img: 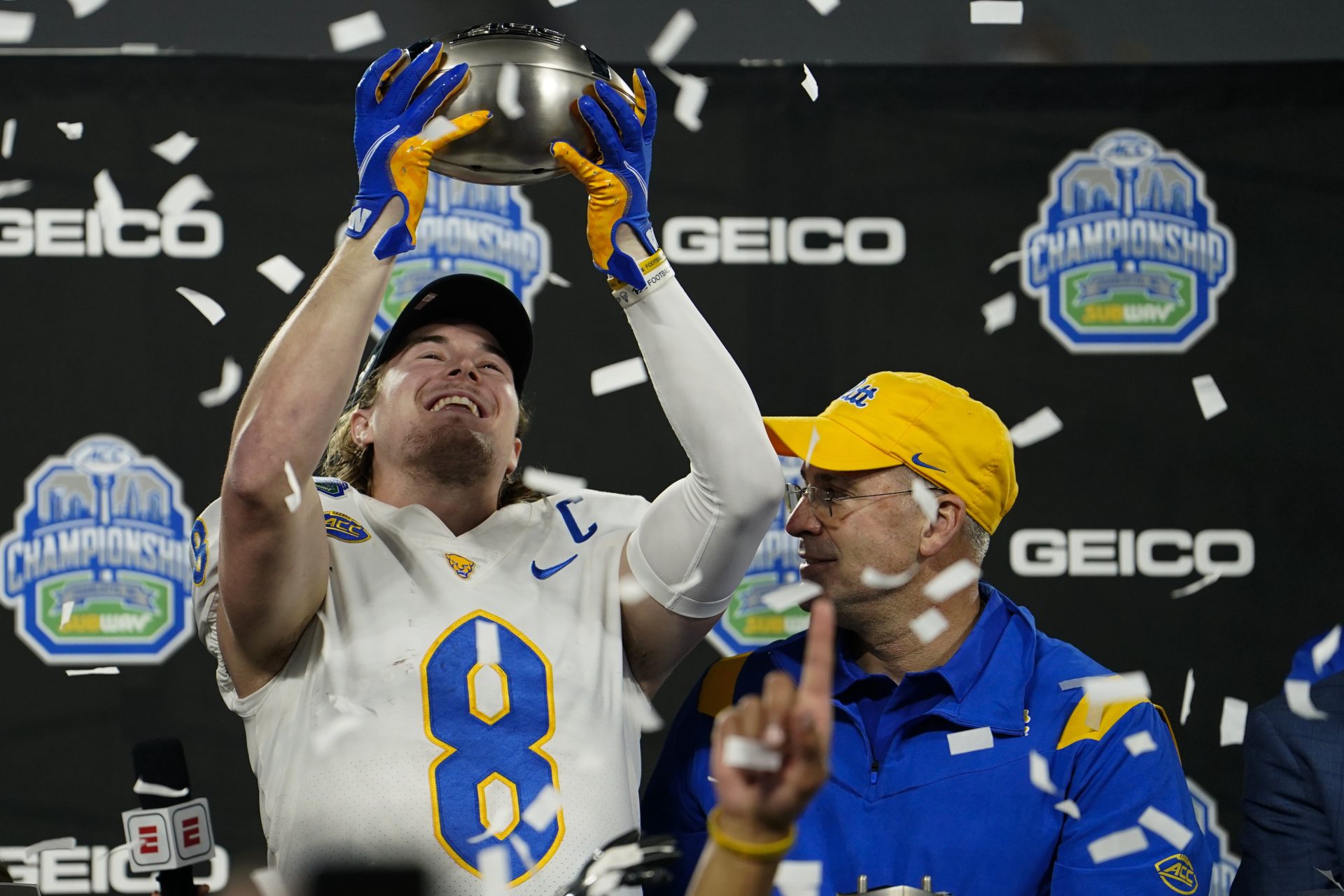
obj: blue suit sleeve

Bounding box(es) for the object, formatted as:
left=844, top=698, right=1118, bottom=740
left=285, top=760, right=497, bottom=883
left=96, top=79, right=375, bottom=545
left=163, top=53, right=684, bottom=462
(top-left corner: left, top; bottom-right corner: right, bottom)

== Problem to work on ==
Render the entries above as a JSON list of strings with one string per line. Skip blank lines and leave out the pictures.

== Completed exercise ==
[
  "img: ",
  "obj: blue suit sleeve",
  "Bounding box(es) for the object, formatted as:",
  "left=844, top=698, right=1118, bottom=740",
  "left=285, top=760, right=497, bottom=883",
  "left=96, top=79, right=375, bottom=545",
  "left=163, top=53, right=684, bottom=462",
  "(top-left corner: left, top; bottom-right corner: right, bottom)"
]